Rows from a dataset
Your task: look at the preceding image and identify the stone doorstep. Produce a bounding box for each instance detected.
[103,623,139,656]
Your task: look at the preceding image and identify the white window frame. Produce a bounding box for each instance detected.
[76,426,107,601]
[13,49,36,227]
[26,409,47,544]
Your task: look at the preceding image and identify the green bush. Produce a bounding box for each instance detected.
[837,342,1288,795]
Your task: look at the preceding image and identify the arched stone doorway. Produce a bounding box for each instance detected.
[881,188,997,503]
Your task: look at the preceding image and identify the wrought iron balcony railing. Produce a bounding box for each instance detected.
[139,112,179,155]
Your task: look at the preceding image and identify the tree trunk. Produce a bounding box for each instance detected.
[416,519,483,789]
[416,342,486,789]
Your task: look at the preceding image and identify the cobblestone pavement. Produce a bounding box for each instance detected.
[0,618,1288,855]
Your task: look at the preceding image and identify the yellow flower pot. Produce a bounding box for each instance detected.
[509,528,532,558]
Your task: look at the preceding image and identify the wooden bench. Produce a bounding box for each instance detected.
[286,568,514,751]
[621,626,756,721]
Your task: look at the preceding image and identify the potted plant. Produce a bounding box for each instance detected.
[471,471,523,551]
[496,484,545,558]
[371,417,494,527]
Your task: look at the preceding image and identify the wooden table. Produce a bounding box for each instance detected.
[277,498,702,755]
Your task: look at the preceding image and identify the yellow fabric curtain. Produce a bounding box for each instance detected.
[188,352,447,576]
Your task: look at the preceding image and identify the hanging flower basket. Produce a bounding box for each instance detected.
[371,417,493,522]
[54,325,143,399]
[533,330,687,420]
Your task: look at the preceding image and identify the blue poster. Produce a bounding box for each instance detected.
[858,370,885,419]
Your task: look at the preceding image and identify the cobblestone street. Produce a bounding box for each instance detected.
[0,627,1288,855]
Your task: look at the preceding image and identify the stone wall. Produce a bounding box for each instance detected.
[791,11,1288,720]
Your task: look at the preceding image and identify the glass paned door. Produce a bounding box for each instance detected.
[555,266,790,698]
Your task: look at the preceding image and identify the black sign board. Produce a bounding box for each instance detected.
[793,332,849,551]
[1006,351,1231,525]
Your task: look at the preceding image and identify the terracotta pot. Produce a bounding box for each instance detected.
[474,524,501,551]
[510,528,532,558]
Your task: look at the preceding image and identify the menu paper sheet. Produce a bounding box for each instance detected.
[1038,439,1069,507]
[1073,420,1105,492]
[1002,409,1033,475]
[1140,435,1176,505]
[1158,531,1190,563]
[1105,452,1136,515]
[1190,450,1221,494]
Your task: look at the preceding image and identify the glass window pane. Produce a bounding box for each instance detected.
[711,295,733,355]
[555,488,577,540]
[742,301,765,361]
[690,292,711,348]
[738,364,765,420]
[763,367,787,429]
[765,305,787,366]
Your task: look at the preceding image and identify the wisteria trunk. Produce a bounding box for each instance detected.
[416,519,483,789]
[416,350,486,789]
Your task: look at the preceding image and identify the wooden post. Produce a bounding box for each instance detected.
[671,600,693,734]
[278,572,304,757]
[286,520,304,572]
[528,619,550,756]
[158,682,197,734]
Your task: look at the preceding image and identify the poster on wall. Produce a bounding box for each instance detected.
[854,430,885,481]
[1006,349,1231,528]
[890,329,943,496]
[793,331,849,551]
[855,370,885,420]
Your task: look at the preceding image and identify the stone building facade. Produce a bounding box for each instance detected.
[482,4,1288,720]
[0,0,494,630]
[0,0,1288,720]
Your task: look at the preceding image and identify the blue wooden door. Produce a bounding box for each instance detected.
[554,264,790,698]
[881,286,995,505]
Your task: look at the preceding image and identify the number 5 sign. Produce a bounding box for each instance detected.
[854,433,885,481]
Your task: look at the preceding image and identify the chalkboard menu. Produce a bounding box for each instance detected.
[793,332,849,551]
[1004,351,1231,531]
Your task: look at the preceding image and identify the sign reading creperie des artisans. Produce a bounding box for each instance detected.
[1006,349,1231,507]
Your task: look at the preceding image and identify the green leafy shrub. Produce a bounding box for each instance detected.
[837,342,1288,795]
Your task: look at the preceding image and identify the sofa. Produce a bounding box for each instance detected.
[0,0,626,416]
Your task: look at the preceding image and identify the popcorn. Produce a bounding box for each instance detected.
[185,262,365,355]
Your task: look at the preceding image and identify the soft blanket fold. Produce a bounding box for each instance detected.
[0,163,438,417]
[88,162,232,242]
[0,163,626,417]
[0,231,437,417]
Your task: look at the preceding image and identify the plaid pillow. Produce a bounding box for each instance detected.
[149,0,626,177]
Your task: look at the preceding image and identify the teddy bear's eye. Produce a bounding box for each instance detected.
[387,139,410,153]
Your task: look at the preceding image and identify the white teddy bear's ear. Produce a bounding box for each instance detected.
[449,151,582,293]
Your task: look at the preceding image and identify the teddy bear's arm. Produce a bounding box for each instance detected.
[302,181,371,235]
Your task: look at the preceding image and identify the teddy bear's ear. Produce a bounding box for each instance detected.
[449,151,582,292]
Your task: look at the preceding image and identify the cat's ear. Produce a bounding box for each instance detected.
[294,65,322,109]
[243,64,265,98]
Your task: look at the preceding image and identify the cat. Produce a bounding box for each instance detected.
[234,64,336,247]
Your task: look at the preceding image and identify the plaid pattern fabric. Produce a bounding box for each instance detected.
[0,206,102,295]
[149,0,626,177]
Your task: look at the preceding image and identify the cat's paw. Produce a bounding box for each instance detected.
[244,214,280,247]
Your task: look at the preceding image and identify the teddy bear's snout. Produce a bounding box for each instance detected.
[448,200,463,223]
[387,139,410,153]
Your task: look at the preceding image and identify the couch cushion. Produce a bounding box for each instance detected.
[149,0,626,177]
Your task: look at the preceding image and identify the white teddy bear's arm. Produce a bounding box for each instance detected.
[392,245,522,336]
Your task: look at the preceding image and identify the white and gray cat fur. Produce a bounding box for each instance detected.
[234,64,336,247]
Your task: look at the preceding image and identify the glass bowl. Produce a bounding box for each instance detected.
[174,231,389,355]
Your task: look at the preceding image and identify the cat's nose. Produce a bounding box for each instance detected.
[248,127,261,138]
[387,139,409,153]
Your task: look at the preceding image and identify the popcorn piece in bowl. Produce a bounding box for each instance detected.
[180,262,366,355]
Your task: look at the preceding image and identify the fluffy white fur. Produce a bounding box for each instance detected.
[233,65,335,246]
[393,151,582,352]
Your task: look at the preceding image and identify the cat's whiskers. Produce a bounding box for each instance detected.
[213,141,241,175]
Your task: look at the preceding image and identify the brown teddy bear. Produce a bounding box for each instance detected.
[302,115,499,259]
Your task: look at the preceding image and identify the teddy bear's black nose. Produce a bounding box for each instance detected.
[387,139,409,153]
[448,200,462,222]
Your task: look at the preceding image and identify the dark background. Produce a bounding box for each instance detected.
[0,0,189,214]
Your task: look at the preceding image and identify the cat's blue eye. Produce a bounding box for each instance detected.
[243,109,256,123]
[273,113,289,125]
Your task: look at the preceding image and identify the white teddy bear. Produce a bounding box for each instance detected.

▸ WORK TO COMPLETE: Please repeat the listing above verbatim, starting at its first line and ending at the line that contains "[0,618,1288,855]", with both of those lines included.

▸ EXERCISE OUTPUT:
Your task: look at the preceding image and identify the stone doorstep. Produce a bounding box for each instance detected.
[103,623,139,656]
Your task: look at the preceding image and identify the white window frame. Produce a bounding box for each instance detected.
[76,426,107,601]
[13,49,36,227]
[26,409,47,544]
Your task: look at the preceding image and identify the green bush. Produce a bounding box for each instance detected.
[837,342,1288,795]
Your task: look at the preceding image and identify the arched stone doorway. Produce a bounding box for each instance detected.
[881,188,997,503]
Your task: look at the preceding image and identify the wrought iron balcony railing. Produce a bounding box for each instance detected.
[139,112,179,155]
Your task: look at the preceding image and identify the tree trunk. Produce a bounding box for each instance detected.
[416,519,483,789]
[416,342,486,789]
Your task: look at the preceding image and identify the cobblestone pavement. Produce a bounding box for each instance detected.
[0,618,1288,855]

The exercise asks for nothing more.